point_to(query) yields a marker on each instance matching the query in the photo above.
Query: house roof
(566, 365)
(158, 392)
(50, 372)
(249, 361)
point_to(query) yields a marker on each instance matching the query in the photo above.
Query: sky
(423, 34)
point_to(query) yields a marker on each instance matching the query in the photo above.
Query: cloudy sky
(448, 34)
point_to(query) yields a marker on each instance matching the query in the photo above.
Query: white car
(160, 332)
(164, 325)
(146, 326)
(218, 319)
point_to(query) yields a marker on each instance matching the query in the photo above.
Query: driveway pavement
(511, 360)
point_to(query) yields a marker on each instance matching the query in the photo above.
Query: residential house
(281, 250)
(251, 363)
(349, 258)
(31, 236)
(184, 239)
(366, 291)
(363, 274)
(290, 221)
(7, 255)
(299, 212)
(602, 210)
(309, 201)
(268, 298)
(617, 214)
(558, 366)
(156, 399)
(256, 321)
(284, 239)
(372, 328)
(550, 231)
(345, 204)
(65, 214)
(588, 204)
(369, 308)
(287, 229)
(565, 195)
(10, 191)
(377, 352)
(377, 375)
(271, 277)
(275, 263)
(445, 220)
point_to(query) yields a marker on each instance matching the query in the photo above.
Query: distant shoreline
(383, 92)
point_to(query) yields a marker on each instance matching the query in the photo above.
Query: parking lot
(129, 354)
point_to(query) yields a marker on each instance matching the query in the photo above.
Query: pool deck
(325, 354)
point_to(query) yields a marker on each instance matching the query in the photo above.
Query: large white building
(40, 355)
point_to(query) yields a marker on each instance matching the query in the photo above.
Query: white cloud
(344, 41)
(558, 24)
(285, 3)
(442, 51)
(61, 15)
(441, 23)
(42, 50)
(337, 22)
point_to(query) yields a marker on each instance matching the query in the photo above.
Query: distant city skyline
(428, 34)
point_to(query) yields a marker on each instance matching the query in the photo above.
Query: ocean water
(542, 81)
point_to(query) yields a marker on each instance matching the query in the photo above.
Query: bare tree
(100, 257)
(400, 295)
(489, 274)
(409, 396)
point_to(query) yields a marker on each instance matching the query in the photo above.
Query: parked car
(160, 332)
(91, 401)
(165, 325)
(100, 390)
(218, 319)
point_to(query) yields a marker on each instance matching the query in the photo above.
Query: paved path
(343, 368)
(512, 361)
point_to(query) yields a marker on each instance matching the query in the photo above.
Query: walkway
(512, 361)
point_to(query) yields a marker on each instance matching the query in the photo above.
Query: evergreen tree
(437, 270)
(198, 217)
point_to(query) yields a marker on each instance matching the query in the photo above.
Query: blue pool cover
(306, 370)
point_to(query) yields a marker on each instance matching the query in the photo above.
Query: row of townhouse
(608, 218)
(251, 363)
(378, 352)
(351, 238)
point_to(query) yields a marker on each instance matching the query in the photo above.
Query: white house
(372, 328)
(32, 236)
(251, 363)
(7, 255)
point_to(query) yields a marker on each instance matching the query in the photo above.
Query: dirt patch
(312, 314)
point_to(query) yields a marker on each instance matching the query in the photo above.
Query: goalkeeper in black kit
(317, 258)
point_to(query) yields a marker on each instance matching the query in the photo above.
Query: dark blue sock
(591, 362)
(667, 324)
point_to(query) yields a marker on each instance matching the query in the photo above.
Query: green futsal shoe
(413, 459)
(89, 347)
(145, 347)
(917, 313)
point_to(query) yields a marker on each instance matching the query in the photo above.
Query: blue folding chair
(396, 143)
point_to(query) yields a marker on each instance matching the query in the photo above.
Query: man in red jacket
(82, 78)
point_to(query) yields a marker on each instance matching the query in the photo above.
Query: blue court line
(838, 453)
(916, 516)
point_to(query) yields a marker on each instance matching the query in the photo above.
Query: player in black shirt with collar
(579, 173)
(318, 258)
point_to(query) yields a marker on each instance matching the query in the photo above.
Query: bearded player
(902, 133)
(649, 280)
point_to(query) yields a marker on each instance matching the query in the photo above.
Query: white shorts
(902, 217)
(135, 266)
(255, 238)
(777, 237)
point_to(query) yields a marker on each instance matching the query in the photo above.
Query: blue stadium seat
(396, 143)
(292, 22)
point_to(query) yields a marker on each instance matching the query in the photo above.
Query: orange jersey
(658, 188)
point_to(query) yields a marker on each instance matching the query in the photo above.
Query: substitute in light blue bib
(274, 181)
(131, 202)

————————

--- Exercise ---
Copy out each line of the records that contains the string "blue".

--- Reply to the task ---
Query: blue pool cover
Query: dark blue sock
Query: blue folding chair
Query: blue court line
Query: blue stadium seat
Query: substitute in light blue bib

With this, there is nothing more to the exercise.